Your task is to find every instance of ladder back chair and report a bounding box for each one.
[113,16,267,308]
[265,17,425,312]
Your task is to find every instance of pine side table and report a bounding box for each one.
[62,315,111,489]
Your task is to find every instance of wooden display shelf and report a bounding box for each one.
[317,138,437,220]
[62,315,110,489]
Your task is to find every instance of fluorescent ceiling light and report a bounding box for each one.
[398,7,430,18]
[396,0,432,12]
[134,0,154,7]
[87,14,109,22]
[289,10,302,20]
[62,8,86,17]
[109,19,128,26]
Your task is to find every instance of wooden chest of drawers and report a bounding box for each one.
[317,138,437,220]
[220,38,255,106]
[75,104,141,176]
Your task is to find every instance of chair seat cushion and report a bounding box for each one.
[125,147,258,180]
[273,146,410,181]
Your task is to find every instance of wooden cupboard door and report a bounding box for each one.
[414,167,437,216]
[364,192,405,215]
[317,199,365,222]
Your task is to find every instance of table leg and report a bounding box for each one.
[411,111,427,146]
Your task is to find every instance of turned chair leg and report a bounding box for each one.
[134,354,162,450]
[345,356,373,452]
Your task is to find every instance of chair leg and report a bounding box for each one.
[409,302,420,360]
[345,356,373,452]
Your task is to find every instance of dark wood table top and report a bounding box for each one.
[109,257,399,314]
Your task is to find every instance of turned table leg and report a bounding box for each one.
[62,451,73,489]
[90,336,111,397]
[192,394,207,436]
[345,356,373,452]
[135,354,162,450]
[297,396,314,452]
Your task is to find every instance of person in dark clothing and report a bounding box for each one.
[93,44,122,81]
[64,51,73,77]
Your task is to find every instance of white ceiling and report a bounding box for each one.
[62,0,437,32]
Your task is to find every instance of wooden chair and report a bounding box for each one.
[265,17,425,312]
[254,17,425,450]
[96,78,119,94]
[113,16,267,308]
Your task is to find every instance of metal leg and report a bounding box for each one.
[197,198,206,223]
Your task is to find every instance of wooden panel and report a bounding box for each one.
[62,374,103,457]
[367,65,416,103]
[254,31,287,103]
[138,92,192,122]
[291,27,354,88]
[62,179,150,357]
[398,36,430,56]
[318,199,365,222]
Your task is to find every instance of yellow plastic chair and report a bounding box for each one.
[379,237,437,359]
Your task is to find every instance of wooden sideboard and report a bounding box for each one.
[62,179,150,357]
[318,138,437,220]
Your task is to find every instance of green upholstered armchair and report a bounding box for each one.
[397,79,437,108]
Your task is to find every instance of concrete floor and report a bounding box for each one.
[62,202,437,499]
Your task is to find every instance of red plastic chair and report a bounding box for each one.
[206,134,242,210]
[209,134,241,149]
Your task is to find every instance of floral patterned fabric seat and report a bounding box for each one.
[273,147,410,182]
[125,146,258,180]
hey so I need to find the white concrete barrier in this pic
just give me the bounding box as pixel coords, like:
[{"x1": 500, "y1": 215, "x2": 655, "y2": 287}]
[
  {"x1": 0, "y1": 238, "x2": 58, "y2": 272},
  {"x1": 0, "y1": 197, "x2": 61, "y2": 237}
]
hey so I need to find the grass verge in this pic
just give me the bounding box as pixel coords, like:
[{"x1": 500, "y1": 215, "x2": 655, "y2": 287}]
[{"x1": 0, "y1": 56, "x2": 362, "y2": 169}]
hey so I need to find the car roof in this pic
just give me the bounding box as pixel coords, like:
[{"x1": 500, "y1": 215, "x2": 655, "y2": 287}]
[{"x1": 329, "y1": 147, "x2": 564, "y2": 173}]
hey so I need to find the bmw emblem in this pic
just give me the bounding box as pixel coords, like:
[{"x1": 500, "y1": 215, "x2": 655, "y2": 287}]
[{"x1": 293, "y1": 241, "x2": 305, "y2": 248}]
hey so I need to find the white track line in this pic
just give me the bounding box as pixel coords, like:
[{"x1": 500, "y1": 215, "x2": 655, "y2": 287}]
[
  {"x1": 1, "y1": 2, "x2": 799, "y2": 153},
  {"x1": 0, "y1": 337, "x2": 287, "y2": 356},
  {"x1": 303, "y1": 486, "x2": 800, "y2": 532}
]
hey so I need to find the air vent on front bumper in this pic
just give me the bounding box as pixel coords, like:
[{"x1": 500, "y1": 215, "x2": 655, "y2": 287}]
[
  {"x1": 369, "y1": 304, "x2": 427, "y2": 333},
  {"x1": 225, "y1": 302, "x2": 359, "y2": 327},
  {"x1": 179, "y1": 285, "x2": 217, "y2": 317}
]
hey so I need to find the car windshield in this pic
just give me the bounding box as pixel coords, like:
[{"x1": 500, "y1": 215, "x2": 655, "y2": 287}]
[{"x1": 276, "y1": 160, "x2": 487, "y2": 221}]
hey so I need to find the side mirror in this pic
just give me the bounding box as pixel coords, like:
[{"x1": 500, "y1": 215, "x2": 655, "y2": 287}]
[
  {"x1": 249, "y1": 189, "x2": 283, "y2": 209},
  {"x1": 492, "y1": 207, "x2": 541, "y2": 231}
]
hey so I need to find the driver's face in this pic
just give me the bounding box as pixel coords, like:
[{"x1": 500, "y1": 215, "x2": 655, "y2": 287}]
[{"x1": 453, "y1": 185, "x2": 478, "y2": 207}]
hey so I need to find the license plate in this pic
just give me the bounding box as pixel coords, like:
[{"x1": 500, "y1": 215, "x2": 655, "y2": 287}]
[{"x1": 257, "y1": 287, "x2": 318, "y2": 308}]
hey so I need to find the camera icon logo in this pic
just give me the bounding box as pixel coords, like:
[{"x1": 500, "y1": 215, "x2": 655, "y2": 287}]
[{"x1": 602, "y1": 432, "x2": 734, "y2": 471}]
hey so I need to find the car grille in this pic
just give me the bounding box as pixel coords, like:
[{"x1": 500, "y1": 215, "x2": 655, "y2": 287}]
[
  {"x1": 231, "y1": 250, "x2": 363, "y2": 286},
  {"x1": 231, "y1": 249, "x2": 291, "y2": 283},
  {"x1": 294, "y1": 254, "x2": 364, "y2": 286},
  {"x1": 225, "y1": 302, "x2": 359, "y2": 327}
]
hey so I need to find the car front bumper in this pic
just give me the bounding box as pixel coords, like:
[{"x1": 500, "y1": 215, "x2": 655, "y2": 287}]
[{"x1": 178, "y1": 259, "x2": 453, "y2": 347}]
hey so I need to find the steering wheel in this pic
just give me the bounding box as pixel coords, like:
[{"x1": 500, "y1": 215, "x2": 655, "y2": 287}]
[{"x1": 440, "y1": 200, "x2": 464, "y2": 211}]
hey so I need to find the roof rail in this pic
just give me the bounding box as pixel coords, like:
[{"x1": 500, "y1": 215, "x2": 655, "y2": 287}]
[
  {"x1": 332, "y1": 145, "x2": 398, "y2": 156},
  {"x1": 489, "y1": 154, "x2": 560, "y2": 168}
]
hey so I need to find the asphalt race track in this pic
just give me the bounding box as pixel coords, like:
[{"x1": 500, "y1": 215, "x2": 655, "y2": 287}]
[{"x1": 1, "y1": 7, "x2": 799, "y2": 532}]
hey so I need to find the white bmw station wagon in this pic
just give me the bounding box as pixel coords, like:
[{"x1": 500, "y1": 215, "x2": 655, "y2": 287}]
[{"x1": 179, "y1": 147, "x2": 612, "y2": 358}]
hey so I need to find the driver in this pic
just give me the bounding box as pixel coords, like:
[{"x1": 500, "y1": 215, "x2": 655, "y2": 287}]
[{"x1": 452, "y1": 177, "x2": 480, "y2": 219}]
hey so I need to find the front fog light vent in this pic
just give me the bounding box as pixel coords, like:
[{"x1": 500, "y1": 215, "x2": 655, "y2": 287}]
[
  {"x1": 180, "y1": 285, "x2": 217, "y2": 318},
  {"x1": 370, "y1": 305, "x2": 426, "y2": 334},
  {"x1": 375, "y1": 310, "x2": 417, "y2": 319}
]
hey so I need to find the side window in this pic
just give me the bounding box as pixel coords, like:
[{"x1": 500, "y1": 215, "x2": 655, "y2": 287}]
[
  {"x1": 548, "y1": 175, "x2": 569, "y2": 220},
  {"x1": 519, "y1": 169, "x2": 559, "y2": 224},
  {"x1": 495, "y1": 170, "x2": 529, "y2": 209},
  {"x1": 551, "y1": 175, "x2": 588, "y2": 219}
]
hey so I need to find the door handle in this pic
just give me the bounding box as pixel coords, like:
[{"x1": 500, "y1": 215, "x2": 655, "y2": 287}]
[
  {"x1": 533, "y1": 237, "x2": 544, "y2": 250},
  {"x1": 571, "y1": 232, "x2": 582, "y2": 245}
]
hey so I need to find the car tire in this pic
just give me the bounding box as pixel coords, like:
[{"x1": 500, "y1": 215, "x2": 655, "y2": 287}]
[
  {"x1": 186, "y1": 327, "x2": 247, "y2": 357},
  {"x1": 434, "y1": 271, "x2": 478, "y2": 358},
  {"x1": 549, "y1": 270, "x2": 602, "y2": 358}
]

====

> _HOW TO COMPLETE THIS TASK_
From the material above, state how many lines hold the word "bumper", giving nothing but the number.

> _RESPONSE TO THE EXERCISE_
2